Each record is to be given again precisely as written.

____________

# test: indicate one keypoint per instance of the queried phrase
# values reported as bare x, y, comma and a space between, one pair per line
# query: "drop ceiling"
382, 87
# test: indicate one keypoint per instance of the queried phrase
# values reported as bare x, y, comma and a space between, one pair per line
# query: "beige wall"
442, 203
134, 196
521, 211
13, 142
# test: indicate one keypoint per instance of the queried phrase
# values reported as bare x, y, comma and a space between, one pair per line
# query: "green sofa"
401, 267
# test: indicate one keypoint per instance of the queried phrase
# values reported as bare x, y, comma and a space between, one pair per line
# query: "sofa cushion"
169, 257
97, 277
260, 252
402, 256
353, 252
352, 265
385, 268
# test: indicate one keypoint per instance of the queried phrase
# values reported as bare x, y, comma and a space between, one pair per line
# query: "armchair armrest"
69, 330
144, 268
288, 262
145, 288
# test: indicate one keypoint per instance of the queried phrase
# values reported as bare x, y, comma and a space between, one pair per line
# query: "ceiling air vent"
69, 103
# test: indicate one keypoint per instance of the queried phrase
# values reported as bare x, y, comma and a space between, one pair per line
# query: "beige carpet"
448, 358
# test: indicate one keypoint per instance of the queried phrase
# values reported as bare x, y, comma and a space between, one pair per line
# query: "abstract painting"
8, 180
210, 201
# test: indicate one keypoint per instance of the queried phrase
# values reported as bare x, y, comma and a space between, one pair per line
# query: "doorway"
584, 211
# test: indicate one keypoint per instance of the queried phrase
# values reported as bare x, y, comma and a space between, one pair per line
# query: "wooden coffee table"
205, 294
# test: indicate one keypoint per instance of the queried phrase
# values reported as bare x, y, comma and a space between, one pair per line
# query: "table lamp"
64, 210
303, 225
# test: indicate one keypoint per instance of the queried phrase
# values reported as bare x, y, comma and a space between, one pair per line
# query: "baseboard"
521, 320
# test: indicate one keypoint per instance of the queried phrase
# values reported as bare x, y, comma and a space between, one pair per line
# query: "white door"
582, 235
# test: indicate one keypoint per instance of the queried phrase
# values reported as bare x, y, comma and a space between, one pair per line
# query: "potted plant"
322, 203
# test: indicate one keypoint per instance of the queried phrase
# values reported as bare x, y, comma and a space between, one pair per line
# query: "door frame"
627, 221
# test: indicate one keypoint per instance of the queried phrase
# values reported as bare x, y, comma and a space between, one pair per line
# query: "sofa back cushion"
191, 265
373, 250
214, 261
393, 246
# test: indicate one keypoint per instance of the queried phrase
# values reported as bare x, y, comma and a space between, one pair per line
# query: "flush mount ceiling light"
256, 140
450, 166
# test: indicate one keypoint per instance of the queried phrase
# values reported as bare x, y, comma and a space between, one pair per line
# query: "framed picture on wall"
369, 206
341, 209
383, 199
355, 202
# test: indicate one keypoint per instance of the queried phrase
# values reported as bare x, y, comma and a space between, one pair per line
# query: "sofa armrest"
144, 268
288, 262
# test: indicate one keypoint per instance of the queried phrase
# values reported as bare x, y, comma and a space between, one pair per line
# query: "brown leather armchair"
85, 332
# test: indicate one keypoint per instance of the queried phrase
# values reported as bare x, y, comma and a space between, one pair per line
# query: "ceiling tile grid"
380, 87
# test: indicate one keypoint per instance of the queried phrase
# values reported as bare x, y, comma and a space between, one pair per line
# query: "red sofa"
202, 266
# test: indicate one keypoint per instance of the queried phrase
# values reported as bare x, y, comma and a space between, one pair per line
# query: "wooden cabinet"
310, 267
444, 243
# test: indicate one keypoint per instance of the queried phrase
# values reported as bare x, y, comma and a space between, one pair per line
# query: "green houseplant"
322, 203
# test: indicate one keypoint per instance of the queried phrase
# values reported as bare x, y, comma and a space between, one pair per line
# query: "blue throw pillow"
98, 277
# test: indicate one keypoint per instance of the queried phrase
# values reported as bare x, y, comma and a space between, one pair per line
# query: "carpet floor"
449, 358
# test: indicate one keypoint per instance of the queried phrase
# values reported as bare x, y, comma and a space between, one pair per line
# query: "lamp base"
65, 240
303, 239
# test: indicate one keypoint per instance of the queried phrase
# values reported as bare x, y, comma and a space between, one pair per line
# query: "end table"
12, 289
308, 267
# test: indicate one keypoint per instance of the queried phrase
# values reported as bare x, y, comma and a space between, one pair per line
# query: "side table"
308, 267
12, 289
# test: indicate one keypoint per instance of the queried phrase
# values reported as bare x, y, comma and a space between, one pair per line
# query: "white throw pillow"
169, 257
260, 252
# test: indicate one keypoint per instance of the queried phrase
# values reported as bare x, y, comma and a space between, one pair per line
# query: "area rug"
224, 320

____________

Task result:
# test: indicate one keypoint per instance of the queried phrase
# values reported as bare x, y, comma and a space between, one pair per line
# query: "drop ceiling"
382, 87
# test: indicate one keypoint per instance of the queried phrase
# values reported as bare x, y, comma and a space between, one pair per line
# query: "beige wall"
442, 203
134, 196
521, 211
13, 142
# test: indicate one keypoint per instance of the queried phrase
# values reported as bare x, y, comma and a space between, one pair per line
# query: "green sofa"
401, 267
# test: indicate one keypoint per instance of the queried phrase
# values reported as bare x, y, comma and a space between, one pair per line
# query: "sofa cushion"
169, 257
97, 277
260, 252
402, 256
353, 252
352, 265
385, 268
# test: indicate one keypoint per instance of the queried phrase
# values reported as bare x, y, comma and a space between, one pair per line
# query: "armchair armrest"
69, 330
144, 268
288, 262
145, 288
# test: indicate one keypoint per instance of the queried phrase
# values reported as bare x, y, comma and a space between, one pair per line
# query: "ceiling air vent"
69, 103
# test: indicate one keypoint per instance of the queried phrase
# values reported as bare x, y, comma and a space between, one pair per line
# query: "beige carpet"
448, 358
# test: indicate one keypoint per instance of the queried phrase
# values reported as bare x, y, comma and a space between, one pair per line
# query: "abstract painting"
8, 180
210, 201
# test: indicate one keypoint per instance of the queried phrase
# values reported as bare x, y, comma and a space between, one pair per line
# query: "doorway"
584, 211
# test: indicate one keypoint per instance of the queried phrase
# values reported as bare x, y, comma and a space between, one pair per line
# query: "wooden coffee table"
205, 294
# test: indicate one keypoint per instance of the queried phrase
# values reported as bare x, y, comma and a space between, one pair per line
# query: "table lamp"
64, 210
303, 225
# test: indicate one keypoint per instance of the queried phrase
# values reported as bare x, y, comma and a space between, one pair per line
# query: "baseboard"
521, 320
# test: indicate one keypoint per instance of the queried phrase
# values reported as bare x, y, comma and a space between, one pair per line
# query: "white door"
582, 235
# test: indicate one keypoint per instance of the queried phrase
# values reported as bare x, y, comma and a space between, one pair per line
# query: "potted plant"
322, 203
# test: indicate one keypoint per instance of the queried phrase
# values reported as bare x, y, comma and a space between, one pair per line
# query: "door frame"
627, 221
# test: indicate one keypoint per instance of the queried phrase
# values reported as bare x, y, comma and a space between, one pair per line
# query: "sofa back cushion"
191, 265
373, 250
214, 261
393, 246
# test: indicate one keypoint per instance of the queried phrase
# values reported as bare x, y, comma and a space between, one pair per line
# query: "flush mount ceiling light"
256, 140
450, 166
# test: indicate one keypoint per instance of the queried phrase
# values reported as bare x, y, comma and a space between, one pair per line
# query: "framed picture on wall"
369, 206
341, 209
383, 199
355, 202
# test: indicate one keypoint per instance of the queried phrase
# values reported as bare x, y, comma and a space between, one pair per line
# query: "sofa armrest"
144, 268
288, 262
# test: indicate one keypoint per instance of the queried phrase
# values reported as bare x, y, comma and a space between, one pair per line
# query: "brown leather armchair"
85, 332
# test: indicate one keypoint per instance of the queried phrase
# values reported as bare x, y, comma and a space between, one pair per line
# query: "ceiling tile grid"
380, 87
# test: indicate one keypoint per instance of the queried phrase
# values reported as bare x, y, comma and a space between, one pair per line
# query: "red sofa"
202, 266
# test: indicate one keypoint per instance of the queried phrase
# values reported as bare x, y, comma and a space between, one pair per line
# query: "wooden cabinet"
310, 267
444, 243
# test: indicate one keypoint per instance of the queried phrase
# values reported as bare x, y, comma and a space between, one pair per line
# query: "green houseplant"
322, 203
# test: indicate one keypoint per instance of the queried phrase
# values reported as bare x, y, comma and a space between, one pair per line
# query: "blue throw pillow"
98, 277
# test: indicate one keypoint per instance of the queried phrase
# values reported as bare x, y, comma and a space between, one pair per line
# query: "carpet floor"
449, 358
# test: indicate one keypoint per instance of the queried phrase
# values reported as bare x, y, comma and a space between, one pair per line
# query: "lamp base"
65, 240
303, 239
# test: indicate one keypoint per instance of the queried phrase
# values reported as bare x, y, comma and a space between, one pair per line
# query: "end table"
12, 289
308, 267
# test: indicate one keypoint per instance of the queried phrase
# values reported as bare x, y, comma and a space between, one pair per line
# query: "side table"
308, 267
12, 289
# test: indicate one keypoint per instance of the queried phrase
# values reported as bare x, y, comma and a space between, one pair per line
# query: "white throw pillow"
169, 257
260, 252
# test: indicate one keypoint per instance of the queried phrase
# values reported as bare x, y, comma and a space between, one pair per line
# query: "area rug"
224, 320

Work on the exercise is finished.